### Exercise passage
┌──
The Latin term post hoc ergo propter hoc translates as “after this, therefore because of this,” is what is called a “logical fallacy.” This supposition of cause mistakenly assumes that a thing was caused by something else that occurred before. This is an example of correlation not being the same as causation. In other words, just because two things happened – one after the other – it does not mean that the first thing caused the second thing. To explore this concept, consider the following post hoc ergo propter hoc definition.
Definition of Post Hoc Ergo Propter Hoc
- An error in logic that assumes the cause of something is another thing that merely occurred earlier.
Unknown Latin (“after this, therefore because of it”)
What is Post Hoc Ergo Propter Hoc
Post hoc ergo propter hoc (referred to here as “post hoc“) refers to an error in logic, in which it is assumed that:
- X happened before Y
- Y happened, and was caused by something
- Therefore, X caused Y
This type of thinking can be seen in superstition of old, as people took leaps of logic that ultimately did not make sense. For instance, in 1920, Martha saw a black cat crossing the road across from where she sat on her front porch. The baby she was carrying was born with a round, black spot on the back of her thigh. Martha knows, as everyone did at the time, that black cats are an evil omen, or an omen of bad luck – therefore, Martha knows that the black cat crossing the street caused her daughter’s birth mark.
Argument in Post Hoc Ergo Propter Hoc
Because post hoc refers to the mistaken assumption that one thing is caused by another specific thing, it can only exist when there is an argument – or something to compare. Simply put, just making a statement, such as “Sam is an idiot,” does not amount to post hoc fallacy – it’s simply a statement of opinion, whether it’s true or not.
As an example of post hoc ergo propter hoc, “Sam is a Raiders fan, so he’s an idiot” is a fallacy, as the statement draws a conclusion from something that is not related. Alternatively, “Sam didn’t load the truck properly, and the entire load shifted. Sam is an idiot,” may draw a relevant conclusion. This doesn’t necessarily make the argument or conclusion true, however.
└──
### Available data
┌──
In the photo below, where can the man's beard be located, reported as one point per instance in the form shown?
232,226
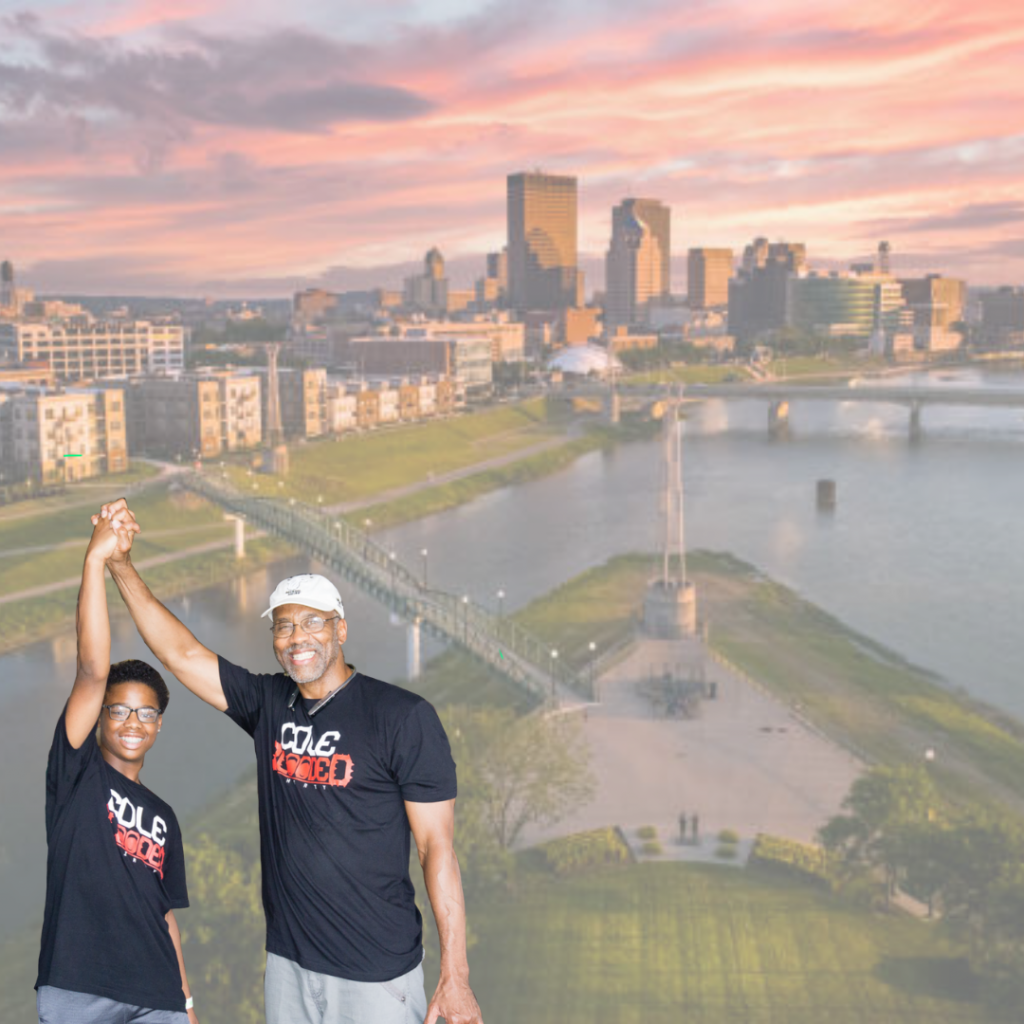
└──
### Exercise set
- A) Translate this sentence from the passage on post hoc ergo propter hoc into Spanish: "This is an example of correlation not being the same as causation."
- B) Rewrite the portion of the passage on post hoc ergo propter hoc that begins at "Argument in Post" and stops after "conclusion true, however.", replacing "Sam" with "Alex" throughout.
Work only from the passage on post hoc ergo propter hoc.

### List of answers
- A) Este es un ejemplo de que la correlación no es lo mismo que la causalidad.

- B)
Argument in Post Hoc Ergo Propter Hoc
Because post hoc refers to the mistaken assumption that one thing is caused by another specific thing, it can only exist when there is an argument – or something to compare. Simply put, just making a statement, such as “Alex is an idiot,” does not amount to post hoc fallacy – it’s simply a statement of opinion, whether it’s true or not.
As an example of post hoc ergo propter hoc, “Alex is a Raiders fan, so he’s an idiot” is a fallacy, as the statement draws a conclusion from something that is not related. Alternatively, “Alex didn’t load the truck properly, and the entire load shifted. Alex is an idiot,” may draw a relevant conclusion. This doesn’t necessarily make the argument or conclusion true, however.